**What is being asked**
Rewrite every line of the entries below as a numbered list, skipping any blank lines.

**Supplied records**

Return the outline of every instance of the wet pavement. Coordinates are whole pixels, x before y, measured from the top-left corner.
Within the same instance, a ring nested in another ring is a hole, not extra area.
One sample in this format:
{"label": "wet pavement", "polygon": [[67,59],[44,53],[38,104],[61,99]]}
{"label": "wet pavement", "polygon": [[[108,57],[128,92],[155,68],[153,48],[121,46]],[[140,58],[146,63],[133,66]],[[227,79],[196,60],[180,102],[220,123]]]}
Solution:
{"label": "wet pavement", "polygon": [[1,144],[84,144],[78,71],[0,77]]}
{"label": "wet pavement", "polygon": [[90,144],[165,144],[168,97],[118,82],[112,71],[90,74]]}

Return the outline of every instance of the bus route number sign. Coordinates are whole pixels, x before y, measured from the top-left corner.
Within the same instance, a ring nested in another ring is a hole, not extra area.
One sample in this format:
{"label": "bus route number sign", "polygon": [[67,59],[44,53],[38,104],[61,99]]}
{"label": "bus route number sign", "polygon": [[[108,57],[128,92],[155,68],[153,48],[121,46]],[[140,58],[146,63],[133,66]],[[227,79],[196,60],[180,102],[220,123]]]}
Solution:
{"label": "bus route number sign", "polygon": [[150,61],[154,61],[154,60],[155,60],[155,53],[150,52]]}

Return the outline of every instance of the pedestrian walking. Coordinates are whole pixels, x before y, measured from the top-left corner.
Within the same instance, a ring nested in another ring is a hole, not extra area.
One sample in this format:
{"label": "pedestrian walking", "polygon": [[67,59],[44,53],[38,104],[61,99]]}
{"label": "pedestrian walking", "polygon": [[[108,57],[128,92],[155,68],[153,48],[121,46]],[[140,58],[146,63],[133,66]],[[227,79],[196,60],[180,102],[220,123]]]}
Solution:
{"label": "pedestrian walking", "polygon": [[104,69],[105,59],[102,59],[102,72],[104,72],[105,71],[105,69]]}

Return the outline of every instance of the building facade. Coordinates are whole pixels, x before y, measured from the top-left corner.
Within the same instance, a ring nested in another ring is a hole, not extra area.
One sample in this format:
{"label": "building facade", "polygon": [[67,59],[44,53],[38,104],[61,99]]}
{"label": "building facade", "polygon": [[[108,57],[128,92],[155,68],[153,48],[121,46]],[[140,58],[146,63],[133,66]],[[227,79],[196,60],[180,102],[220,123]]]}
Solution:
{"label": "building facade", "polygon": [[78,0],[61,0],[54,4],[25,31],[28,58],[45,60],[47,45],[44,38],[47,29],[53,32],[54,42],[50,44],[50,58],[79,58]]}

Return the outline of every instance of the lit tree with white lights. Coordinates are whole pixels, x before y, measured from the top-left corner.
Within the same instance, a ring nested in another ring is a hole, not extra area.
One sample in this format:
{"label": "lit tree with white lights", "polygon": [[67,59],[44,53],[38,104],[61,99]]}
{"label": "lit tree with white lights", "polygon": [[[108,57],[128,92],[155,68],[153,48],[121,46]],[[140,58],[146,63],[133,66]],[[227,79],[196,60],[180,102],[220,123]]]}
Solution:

**Finished answer**
1. Return the outline of every instance of the wet pavement. Coordinates are whole pixels, x before y, measured from the top-left corner.
2. Within the same instance, a ring nested in another ring is a hole, not extra area.
3. One sample in this format:
4. {"label": "wet pavement", "polygon": [[67,59],[44,53],[38,104],[61,99]]}
5. {"label": "wet pavement", "polygon": [[[108,57],[128,92],[155,68],[153,48],[121,46]],[[140,58],[146,63],[133,66]],[[227,79],[196,60],[180,102],[220,123]]]}
6. Solution:
7. {"label": "wet pavement", "polygon": [[1,144],[84,144],[78,71],[0,77]]}
8. {"label": "wet pavement", "polygon": [[90,144],[165,144],[168,97],[118,82],[112,71],[90,74]]}
9. Return the outline of every instance of the bus route number sign. Coordinates are whole pixels, x before y, measured from the top-left corner.
10. Within the same instance, a ring nested in another ring is a hole, not extra area.
11. One sample in this format:
12. {"label": "bus route number sign", "polygon": [[67,59],[44,53],[38,104],[61,99]]}
13. {"label": "bus route number sign", "polygon": [[[108,57],[128,92],[155,68],[153,48],[121,46]],[[140,58],[146,63],[133,66]],[[227,79],[196,60],[180,102],[220,123]]]}
14. Solution:
15. {"label": "bus route number sign", "polygon": [[150,61],[154,61],[154,60],[155,60],[155,53],[150,52]]}
16. Return the outline of every instance of the pedestrian walking. Coordinates are whole pixels, x before y, measured from the top-left corner.
17. Within the same instance, a ring nested in another ring is a hole, not extra area.
18. One sample in this format:
19. {"label": "pedestrian walking", "polygon": [[67,59],[44,53],[38,104],[61,99]]}
20. {"label": "pedestrian walking", "polygon": [[[108,57],[128,92],[155,68],[153,48],[121,46]],[[140,58],[146,63],[133,66]],[[227,79],[196,60],[180,102],[220,123]]]}
21. Solution:
22. {"label": "pedestrian walking", "polygon": [[104,69],[105,59],[102,59],[102,72],[104,72],[105,71],[105,69]]}
23. Return the outline of every instance of the building facade. Coordinates are whole pixels, x before y, measured from the top-left corner.
24. Within the same instance, a ring nested in another ring is a hole, not extra area.
25. One sample in this format:
26. {"label": "building facade", "polygon": [[67,59],[44,53],[38,104],[61,99]]}
27. {"label": "building facade", "polygon": [[[108,57],[128,92],[155,68],[153,48],[121,46]],[[140,58],[146,63],[133,66]],[[227,79],[196,60],[180,102],[220,123]]]}
28. Solution:
29. {"label": "building facade", "polygon": [[78,0],[61,0],[54,4],[25,31],[28,58],[45,60],[47,45],[44,38],[47,29],[53,32],[54,42],[50,44],[50,58],[79,58]]}
30. Return the outline of every instance of the lit tree with white lights. Coordinates are whole pixels, x before y, measured from the top-left corner.
31. Within the same instance, a ring nested in another ring is a hole, not extra area.
32. One sample in this format:
33. {"label": "lit tree with white lights", "polygon": [[67,59],[44,53],[38,104],[61,99]]}
34. {"label": "lit tree with white lights", "polygon": [[[108,57],[128,92],[155,68],[153,48],[121,46]],[[140,58],[146,63],[133,66]],[[227,79],[196,60],[180,102],[220,123]]]}
35. Solution:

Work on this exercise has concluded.